_Supplied text_:
········
Regular Session News #1: 2023 Regular Session starts Monday; four bills affect TRSL
Apr 6, 2023
The 2023 Regular Legislative Session begins Monday, April 10, and TRSL is monitoring the following bills that could impact the retirement system and its members:
Senate bill affecting TRSL
Senate Bill 18 (Sen. Price) would establish a new model for providing permanent benefit increases (PBIs) to retirees and beneficiaries of the four state retirement systems for teachers, state employees, school employees, and state police. The new model changes the funding mechanism, granting criteria, and eligibility criteria for future PBIs. SB 18 is co-authored by Senate President Page Cortez and supported by the TRSL Board of Trustees.
Starting in FY 2024-25, SB 18 would fund future PBIs directly through employer contributions to the retirement system. In other words, funding for PBIs would be built into the annual employer contribution rate and be referred to as the PBI account funding contribution rate (“AFC rate”). TRSL would then deposit the AFC rate into a new PBI funding account from which PBIs would be paid.
The AFC rate would equal one-half of any decrease in the total employer contribution rate each year, and would grow over time until it reached 2.5% of payroll. As safeguards for employers, SB 18 would prohibit the AFC rate from exceeding 2.5% of payroll and would establish caps for the total employer contribution rate.
The proposed model is projected to allow for a 2% PBI every two to three years, calculated on the first $60,000 of a retiree’s annual benefit. The legislature would retain the authority to grant PBIs.
········
_Stored records_:
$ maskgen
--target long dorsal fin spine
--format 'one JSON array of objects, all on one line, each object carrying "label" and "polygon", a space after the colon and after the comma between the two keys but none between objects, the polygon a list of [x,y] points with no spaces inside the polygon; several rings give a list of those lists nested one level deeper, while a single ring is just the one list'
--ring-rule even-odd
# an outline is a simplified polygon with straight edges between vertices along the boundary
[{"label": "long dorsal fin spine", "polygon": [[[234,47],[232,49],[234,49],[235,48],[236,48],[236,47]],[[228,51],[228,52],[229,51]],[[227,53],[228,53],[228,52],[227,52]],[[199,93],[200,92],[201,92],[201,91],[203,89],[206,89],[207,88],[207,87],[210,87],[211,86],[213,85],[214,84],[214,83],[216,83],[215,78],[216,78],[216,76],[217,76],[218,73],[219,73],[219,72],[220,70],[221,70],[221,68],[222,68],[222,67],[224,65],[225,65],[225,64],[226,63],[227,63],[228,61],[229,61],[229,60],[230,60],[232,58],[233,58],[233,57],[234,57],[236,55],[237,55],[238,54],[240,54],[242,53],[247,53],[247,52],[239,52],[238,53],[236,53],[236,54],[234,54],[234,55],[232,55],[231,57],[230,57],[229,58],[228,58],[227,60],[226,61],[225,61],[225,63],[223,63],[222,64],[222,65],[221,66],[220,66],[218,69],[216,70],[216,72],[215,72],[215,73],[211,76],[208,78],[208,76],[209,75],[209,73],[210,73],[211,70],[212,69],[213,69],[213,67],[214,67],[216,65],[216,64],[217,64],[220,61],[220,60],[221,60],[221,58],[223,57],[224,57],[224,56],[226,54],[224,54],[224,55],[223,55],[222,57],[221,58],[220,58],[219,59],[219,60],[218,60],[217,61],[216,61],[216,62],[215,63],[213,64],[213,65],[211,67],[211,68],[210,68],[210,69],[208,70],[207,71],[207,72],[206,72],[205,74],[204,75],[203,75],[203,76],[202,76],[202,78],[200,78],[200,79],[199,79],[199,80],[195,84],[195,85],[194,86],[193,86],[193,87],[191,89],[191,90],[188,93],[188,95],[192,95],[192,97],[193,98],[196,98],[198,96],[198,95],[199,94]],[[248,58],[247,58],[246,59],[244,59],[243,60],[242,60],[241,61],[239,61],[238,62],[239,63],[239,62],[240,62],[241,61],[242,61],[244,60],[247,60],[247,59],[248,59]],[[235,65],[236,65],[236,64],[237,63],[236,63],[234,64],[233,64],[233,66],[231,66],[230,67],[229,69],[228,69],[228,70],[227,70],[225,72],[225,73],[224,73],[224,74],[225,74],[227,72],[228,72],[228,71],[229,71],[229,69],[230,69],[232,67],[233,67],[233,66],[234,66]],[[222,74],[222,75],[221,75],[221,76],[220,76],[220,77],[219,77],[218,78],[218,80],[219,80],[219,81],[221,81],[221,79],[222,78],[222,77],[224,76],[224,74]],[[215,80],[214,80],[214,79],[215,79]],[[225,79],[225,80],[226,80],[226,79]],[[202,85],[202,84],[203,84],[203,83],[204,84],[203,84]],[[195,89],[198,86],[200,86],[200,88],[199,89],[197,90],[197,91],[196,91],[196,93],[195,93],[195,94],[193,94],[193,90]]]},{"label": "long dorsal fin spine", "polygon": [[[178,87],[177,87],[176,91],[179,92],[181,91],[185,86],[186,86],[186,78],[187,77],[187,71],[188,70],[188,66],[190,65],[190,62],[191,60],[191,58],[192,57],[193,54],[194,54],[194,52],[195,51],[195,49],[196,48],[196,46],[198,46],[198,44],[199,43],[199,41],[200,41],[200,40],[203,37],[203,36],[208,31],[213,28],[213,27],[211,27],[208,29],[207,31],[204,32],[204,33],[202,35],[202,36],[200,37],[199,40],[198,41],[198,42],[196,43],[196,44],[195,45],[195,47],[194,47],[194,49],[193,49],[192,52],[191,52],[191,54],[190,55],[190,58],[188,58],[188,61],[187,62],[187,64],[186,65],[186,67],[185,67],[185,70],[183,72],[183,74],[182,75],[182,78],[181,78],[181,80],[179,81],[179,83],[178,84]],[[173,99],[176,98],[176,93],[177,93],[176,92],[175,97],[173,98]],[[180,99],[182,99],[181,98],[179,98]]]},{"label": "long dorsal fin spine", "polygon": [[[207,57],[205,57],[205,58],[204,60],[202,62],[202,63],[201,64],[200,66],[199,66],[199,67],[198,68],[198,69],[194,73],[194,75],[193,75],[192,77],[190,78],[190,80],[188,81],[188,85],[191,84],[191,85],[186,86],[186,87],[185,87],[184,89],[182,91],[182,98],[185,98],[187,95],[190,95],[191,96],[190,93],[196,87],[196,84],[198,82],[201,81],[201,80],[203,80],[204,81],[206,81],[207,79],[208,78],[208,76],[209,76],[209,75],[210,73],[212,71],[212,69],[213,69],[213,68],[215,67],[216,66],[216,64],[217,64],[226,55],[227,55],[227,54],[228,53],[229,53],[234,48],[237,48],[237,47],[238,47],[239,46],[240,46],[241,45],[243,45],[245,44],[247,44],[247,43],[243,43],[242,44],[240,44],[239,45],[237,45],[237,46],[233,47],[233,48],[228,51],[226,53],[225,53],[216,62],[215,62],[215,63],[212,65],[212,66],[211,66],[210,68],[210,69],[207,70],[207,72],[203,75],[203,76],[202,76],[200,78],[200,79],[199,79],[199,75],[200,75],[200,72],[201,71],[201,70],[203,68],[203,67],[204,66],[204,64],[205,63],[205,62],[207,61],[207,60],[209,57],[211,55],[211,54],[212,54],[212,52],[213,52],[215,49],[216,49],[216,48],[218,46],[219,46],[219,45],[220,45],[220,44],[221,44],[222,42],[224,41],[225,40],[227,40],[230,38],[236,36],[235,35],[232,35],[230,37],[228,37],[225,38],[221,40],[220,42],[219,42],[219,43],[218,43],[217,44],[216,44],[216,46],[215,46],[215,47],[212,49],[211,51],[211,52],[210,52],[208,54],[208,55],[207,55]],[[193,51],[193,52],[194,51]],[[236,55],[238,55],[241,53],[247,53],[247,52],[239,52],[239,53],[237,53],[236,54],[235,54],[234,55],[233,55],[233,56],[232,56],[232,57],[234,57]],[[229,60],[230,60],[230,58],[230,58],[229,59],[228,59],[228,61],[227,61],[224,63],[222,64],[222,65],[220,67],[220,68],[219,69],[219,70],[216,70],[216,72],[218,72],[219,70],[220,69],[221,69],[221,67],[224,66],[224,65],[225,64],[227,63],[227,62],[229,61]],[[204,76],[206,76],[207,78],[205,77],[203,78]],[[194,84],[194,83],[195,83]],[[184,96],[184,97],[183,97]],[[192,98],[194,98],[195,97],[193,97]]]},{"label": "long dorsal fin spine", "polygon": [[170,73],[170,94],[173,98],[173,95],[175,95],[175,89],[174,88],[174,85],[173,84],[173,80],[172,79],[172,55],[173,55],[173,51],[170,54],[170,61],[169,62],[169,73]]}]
········
_Problem 1_:
Answer these questions using the article on the 2023 legislative session:
(a) On what date does the 2023 Regular Legislative Session begin?
(b) Who co-authored Senate Bill 18?
(c) What is the highest percentage of payroll the AFC rate is allowed to reach?
_Problem 2_: Resume the article on the 2023 legislative session, picking up right after its last sentence.
The records are unrelated to the article and were taken from a separate source.

_Final answer 1_:
(a) Monday, April 10
(b) Senate President Page Cortez
(c) 2.5% of payroll

_Final answer 2_:
Additionally, under provisions of SB 18, when the first PBI is paid from the new PBI funding account, eligibility criteria to receive a PBI would change—required age and years retired would increase as follows:
House bill affecting TRSL
House Bill 47 (Rep. Nelson) would require a minimum of 25% of nonrecurring state revenue to be appropriated to the unfunded accrued liabilities (UALs) of the four state retirement systems for teachers, state employees, school employees, and state police, beginning FY 2024-25. Additional funding for UAL payments made cannot be used to directly or indirectly fund PBIs. [Constitutional amendment]
House Bill 170 (Rep. Turner) would create the Teachers' Retirement Initial Unfunded Accrued Liability (IUAL) Fund in the state treasury as a special fund, and deposit a portion of the 0.45% state sales and use tax into the fund for monthly payments to the IUAL, beginning July 1, 2023. Payments made to the IUAL through the Teachers’ Retirement IUAL fund cannot replace payments made pursuant to existing law and constitutional provisions. Funds in the IUAL fund cannot be used to directly or indirectly fund PBIs.
House Bill 560 (Rep. Zeringue) would make a supplemental appropriation of $49.2 million to the TRSL initial unfunded accrued liability (IUAL) from a portion of the FY 2021-22 surplus funds in the state treasury as required by the Constitution.
SB 18 has been assigned to the Senate Retirement Committee; HB 47, HB 170, and HB 560 have been assigned to the House Appropriations Committee.
Retirement bills are typically heard first in either the House or Senate retirement committee. The chair of the Senate Retirement Committee is Sen. Edward J. “Ed” Price, and the chair of the House Retirement Committee is Rep. Phillip DeVillier.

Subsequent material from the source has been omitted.